Text shown >>
SCOCA Year in Review 2018: Still Not the Brown Court
OVERVIEW
Ordinarily a court year-in-review article overviews significant cases and any changes in the court’s personnel. Because the California Supreme Court is currently enduring its longest-ever seat vacancy — over thirteen months and counting — we evaluated the impact pro tem justices are having on the court’s voting record. We draw several conclusions:
- There is a voting record distinction between the senior justices and the justices appointed by Governor Brown;
- The pro tem justices do not vote in lockstep with the Chief Justice or the majority;
- Which governor appointed a pro tem justice does not correlate with pro tem voting;
- Justice Liu produces by far the most opinions;
- There is a disparity between how often the Brown appointees vote with the majority and how many majority opinions they write; and
- Productivity may not have dropped without seven permanent justices.

Stored data >>
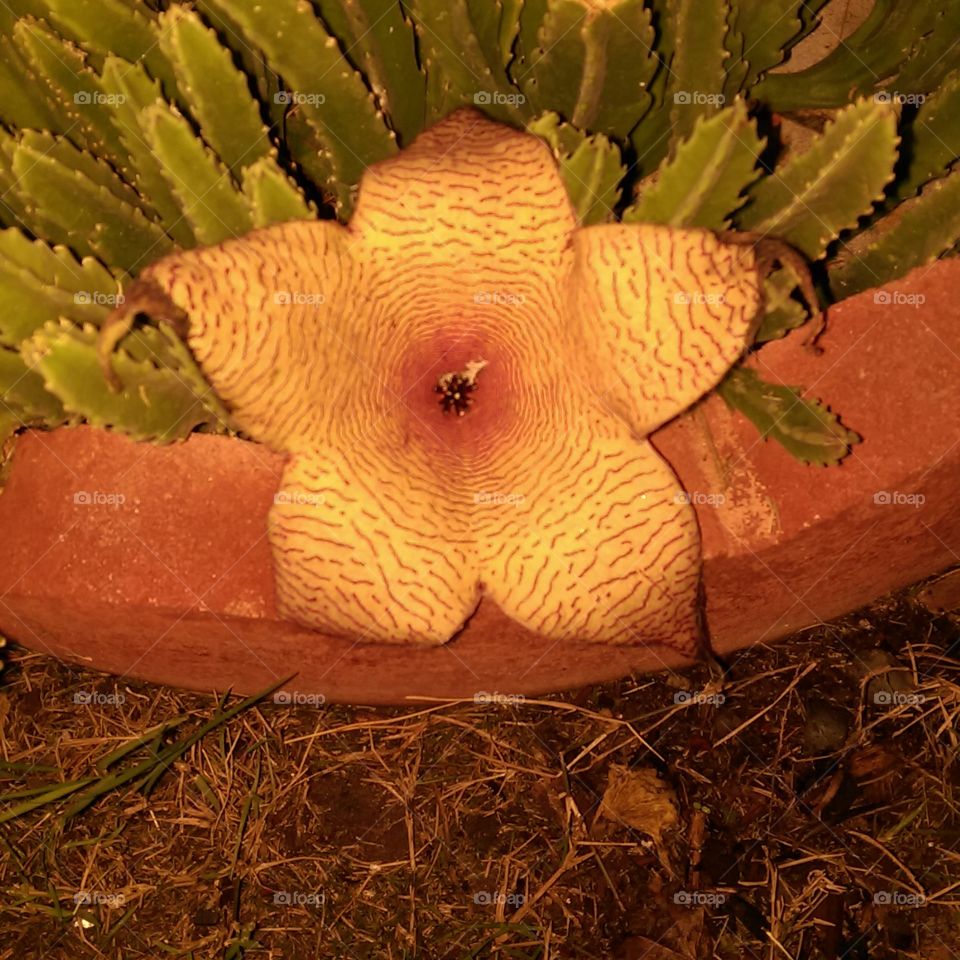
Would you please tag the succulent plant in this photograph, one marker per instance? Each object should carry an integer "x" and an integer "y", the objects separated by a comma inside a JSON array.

Task goal >> Can you copy the entire court review, word for word? Work only from the court review, not the listing.

Reply >>
SCOCA Year in Review 2018: Still Not the Brown Court
OVERVIEW
Ordinarily a court year-in-review article overviews significant cases and any changes in the court’s personnel. Because the California Supreme Court is currently enduring its longest-ever seat vacancy — over thirteen months and counting — we evaluated the impact pro tem justices are having on the court’s voting record. We draw several conclusions:
- There is a voting record distinction between the senior justices and the justices appointed by Governor Brown;
- The pro tem justices do not vote in lockstep with the Chief Justice or the majority;
- Which governor appointed a pro tem justice does not correlate with pro tem voting;
- Justice Liu produces by far the most opinions;
- There is a disparity between how often the Brown appointees vote with the majority and how many majority opinions they write; and
- Productivity may not have dropped without seven permanent justices.